Word for word, transcribe the lines from the one containing "Note to the class: indicate the gravel" through the end of the entries, both included, and nothing else.

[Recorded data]
════

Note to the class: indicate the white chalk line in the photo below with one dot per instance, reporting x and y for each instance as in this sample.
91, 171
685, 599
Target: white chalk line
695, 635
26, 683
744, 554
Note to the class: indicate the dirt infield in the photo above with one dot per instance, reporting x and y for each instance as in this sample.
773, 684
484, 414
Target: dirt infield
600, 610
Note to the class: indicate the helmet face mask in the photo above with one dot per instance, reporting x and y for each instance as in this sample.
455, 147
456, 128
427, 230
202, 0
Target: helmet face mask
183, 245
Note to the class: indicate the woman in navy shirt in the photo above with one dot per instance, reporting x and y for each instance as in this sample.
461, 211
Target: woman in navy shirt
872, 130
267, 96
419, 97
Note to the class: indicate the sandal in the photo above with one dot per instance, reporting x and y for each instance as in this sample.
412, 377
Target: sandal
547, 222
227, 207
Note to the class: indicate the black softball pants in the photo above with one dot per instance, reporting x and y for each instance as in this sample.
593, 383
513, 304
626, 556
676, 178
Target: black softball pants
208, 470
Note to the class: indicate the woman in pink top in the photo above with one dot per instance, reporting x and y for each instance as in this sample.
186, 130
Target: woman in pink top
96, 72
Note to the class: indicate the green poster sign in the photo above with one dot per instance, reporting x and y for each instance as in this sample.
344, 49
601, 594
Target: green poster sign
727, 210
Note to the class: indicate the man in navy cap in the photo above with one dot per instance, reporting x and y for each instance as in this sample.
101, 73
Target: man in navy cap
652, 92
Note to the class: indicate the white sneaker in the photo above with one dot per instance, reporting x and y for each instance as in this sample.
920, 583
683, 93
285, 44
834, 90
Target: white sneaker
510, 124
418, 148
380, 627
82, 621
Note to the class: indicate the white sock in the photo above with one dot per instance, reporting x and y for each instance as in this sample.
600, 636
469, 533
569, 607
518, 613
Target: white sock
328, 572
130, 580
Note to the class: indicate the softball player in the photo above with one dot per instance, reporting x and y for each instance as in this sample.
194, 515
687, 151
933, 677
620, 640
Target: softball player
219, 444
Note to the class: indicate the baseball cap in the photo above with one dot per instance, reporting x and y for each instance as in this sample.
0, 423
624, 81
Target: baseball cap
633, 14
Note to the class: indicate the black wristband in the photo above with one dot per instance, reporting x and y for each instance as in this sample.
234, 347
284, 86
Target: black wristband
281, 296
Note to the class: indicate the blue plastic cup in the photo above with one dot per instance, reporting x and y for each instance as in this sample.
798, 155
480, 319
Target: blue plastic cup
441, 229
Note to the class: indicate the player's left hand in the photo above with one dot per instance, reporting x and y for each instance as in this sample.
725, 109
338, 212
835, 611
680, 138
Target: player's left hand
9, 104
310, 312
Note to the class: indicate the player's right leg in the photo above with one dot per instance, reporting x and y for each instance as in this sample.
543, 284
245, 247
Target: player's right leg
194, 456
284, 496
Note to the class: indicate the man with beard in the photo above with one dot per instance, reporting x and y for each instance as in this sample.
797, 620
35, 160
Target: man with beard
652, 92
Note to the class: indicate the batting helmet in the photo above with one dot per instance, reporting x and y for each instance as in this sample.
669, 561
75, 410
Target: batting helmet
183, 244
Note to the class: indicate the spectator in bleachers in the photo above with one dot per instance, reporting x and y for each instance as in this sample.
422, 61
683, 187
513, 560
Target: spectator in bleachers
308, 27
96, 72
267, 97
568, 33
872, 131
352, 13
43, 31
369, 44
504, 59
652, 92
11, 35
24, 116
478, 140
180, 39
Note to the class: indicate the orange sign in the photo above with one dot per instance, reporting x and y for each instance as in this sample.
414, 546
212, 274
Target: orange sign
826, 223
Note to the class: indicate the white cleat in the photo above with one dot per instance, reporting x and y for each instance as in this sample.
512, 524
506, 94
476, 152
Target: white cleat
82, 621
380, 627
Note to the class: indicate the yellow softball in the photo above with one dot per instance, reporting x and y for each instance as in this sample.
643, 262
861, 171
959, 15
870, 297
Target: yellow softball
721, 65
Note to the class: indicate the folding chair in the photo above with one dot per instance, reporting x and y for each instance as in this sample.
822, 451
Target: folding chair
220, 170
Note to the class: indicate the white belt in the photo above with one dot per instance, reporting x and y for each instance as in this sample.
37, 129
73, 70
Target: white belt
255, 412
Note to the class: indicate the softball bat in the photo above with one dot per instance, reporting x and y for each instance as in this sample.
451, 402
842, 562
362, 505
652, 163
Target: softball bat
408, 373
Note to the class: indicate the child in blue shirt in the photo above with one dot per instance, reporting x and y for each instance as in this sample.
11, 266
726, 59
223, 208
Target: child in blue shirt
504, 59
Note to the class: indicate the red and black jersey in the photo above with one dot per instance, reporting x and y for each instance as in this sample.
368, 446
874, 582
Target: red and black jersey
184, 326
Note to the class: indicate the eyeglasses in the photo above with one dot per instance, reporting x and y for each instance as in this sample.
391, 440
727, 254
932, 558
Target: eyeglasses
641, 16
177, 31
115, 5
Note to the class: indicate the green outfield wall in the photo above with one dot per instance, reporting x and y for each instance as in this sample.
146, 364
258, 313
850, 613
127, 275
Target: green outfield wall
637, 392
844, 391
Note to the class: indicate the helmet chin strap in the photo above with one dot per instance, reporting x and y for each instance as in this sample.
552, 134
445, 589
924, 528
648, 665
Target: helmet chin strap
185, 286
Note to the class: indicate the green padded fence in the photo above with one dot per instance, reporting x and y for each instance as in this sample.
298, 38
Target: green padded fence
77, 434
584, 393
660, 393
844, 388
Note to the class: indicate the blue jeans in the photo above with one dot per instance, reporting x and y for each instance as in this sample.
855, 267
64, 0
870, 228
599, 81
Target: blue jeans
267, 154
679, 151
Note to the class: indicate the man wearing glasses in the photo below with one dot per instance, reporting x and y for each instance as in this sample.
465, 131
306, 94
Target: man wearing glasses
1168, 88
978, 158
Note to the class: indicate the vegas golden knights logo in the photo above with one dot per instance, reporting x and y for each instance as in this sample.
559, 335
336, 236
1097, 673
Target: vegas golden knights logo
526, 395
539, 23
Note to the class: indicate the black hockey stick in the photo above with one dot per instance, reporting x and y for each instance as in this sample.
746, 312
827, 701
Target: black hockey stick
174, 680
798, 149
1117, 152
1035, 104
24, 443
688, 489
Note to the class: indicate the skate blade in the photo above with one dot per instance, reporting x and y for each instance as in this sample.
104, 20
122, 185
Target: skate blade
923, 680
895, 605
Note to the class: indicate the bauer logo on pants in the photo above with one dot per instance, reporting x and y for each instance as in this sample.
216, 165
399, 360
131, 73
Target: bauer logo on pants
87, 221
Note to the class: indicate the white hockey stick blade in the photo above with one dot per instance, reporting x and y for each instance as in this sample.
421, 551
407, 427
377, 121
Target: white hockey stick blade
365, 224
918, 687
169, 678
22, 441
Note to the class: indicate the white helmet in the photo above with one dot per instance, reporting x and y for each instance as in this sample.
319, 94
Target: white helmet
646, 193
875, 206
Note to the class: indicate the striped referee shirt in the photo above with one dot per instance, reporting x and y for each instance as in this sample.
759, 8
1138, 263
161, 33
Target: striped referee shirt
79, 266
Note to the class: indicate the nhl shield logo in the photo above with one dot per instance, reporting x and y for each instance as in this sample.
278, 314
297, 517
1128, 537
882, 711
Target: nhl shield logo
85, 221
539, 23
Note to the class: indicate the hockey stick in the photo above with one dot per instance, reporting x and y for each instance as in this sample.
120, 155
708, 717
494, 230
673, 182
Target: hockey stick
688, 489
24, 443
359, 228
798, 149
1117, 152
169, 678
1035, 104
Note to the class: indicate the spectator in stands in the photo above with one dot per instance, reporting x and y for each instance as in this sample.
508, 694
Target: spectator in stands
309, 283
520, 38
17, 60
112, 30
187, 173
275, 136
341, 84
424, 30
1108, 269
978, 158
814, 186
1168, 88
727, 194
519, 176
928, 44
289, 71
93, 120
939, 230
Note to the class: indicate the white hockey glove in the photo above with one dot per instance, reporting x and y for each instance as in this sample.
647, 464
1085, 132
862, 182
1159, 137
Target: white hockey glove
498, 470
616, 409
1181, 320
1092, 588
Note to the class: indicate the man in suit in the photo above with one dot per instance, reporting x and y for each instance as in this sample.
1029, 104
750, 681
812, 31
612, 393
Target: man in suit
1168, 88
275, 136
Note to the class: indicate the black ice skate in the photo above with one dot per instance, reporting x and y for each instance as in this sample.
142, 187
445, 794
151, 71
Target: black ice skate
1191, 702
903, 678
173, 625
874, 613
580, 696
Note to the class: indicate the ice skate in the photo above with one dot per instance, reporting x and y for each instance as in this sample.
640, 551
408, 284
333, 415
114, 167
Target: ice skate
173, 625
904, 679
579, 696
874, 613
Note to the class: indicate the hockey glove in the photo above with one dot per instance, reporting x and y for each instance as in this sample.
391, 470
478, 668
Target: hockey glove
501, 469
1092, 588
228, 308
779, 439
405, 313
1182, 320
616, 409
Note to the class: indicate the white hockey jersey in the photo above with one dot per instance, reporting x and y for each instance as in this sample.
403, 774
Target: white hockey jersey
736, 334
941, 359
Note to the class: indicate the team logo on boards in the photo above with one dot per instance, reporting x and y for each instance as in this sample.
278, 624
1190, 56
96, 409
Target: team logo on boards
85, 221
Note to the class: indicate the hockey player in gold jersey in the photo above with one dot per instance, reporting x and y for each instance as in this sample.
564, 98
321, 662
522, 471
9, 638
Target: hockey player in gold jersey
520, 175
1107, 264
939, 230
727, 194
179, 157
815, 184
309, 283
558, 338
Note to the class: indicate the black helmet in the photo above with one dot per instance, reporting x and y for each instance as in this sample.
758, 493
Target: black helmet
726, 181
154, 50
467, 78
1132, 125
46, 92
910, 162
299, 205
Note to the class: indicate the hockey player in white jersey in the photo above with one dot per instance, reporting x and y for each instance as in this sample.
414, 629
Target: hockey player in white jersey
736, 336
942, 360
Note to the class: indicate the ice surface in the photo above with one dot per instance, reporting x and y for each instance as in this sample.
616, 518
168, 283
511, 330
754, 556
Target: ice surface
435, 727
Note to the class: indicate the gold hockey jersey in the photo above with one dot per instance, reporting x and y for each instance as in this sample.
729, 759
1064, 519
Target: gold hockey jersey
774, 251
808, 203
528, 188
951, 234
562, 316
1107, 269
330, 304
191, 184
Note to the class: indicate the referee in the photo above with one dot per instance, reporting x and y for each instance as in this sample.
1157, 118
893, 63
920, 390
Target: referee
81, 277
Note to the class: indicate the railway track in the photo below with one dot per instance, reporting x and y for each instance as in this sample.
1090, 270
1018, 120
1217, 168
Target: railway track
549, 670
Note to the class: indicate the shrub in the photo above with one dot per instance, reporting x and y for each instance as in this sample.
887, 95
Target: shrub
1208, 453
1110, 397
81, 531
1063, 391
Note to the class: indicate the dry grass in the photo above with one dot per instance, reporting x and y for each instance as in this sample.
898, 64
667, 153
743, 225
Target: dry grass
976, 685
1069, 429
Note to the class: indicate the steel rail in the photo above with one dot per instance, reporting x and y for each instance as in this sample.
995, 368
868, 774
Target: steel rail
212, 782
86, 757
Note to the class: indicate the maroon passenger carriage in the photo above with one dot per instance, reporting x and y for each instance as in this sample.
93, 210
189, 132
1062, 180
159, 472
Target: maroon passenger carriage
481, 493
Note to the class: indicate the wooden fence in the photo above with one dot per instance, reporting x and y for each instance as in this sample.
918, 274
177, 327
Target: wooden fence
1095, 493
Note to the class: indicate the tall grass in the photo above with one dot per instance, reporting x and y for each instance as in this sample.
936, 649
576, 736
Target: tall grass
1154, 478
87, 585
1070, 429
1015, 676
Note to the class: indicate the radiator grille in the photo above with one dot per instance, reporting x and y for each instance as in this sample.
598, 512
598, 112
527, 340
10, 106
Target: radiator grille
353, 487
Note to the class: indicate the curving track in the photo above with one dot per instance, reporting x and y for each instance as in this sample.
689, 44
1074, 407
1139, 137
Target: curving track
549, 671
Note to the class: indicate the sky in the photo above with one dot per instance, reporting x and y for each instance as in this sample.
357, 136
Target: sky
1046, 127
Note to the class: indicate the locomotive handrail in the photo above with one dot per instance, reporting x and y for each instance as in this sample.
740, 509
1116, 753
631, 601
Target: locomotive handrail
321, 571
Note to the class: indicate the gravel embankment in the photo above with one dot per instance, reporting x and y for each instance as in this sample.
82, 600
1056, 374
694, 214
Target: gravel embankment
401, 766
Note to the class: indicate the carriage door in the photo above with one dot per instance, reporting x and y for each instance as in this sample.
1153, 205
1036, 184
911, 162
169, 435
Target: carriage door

════

▶ [Answer to this exercise]:
Note to the class: indicate the gravel embankment in the photo above with one dot per instance, reporting x and y for each instance as in this sample.
82, 600
1056, 374
694, 214
Target: gravel embankment
401, 766
Note to the class: indicate the carriage door in the photo above with one dot per instance, reporting x and y for each instance as in this sample.
1153, 205
1036, 184
911, 162
169, 435
Target: carriage door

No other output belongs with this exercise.